In the data below, from the line containing "panel in this photo." through the end of the data, inclusive, swap "innermost point" for "central point" and give those lines again with nothing else changed.
━━━━━━━━━━━━━━━━━━━━
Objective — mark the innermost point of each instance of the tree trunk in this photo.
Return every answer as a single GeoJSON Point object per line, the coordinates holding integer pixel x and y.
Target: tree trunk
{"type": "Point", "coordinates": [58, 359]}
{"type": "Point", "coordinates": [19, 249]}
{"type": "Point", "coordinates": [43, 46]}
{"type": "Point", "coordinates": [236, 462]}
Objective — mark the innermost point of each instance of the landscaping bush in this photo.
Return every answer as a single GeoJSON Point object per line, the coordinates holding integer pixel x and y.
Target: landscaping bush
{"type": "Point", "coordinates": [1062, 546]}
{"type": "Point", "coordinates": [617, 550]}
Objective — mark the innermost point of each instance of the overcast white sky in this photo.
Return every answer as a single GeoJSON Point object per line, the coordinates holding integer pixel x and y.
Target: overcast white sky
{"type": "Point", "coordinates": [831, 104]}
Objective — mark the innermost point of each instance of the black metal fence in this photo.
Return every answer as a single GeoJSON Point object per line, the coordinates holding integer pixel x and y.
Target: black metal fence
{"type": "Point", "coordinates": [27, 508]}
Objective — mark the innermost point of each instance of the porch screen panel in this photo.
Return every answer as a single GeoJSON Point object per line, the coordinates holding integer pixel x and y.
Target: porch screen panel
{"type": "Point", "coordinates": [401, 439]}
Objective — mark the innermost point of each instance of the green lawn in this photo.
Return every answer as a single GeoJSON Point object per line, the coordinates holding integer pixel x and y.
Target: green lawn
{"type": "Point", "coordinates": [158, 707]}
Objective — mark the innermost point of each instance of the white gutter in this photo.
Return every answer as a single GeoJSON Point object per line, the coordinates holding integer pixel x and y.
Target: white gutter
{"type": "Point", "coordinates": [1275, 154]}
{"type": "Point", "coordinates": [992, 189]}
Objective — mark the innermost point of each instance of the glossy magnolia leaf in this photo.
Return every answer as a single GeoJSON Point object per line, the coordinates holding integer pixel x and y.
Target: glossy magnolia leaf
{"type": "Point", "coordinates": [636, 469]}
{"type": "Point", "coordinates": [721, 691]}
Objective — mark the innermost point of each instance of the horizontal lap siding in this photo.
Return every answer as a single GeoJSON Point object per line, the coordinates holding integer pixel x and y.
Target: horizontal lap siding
━━━━━━━━━━━━━━━━━━━━
▶ _SOLUTION FOR THIS EXERCISE_:
Objective — mark the central point of each instance of the porch screen panel in this photo.
Return every answer as a single GeoJSON Point object per line, the coordinates holding integer pixel x and y.
Target: porch screen panel
{"type": "Point", "coordinates": [401, 439]}
Objective — mark the central point of each instance of the green lawn in this photo.
Return every answer as a single GeoJSON Point object per line, the coordinates holding integer pixel x and y.
Target: green lawn
{"type": "Point", "coordinates": [158, 707]}
Objective — mark the central point of each instance of the white gutter in this photo.
Return every answer as a single GeoJSON Point object per line, the coordinates holding integer pixel x and y.
Target: white gutter
{"type": "Point", "coordinates": [1275, 154]}
{"type": "Point", "coordinates": [992, 189]}
Objective — mark the central point of each instance of the glossy magnolia leaf in this photo.
Return every answer as a single GeoJSON Point object per line, the coordinates holding integer pixel x and y.
Target: glossy magnolia leaf
{"type": "Point", "coordinates": [636, 469]}
{"type": "Point", "coordinates": [721, 691]}
Objective — mark the central point of each instance of the horizontal lap siding in this photo.
Return every answer as a single GeoJSON Point object per line, the coordinates holding integer pixel x and y.
Target: horizontal lap siding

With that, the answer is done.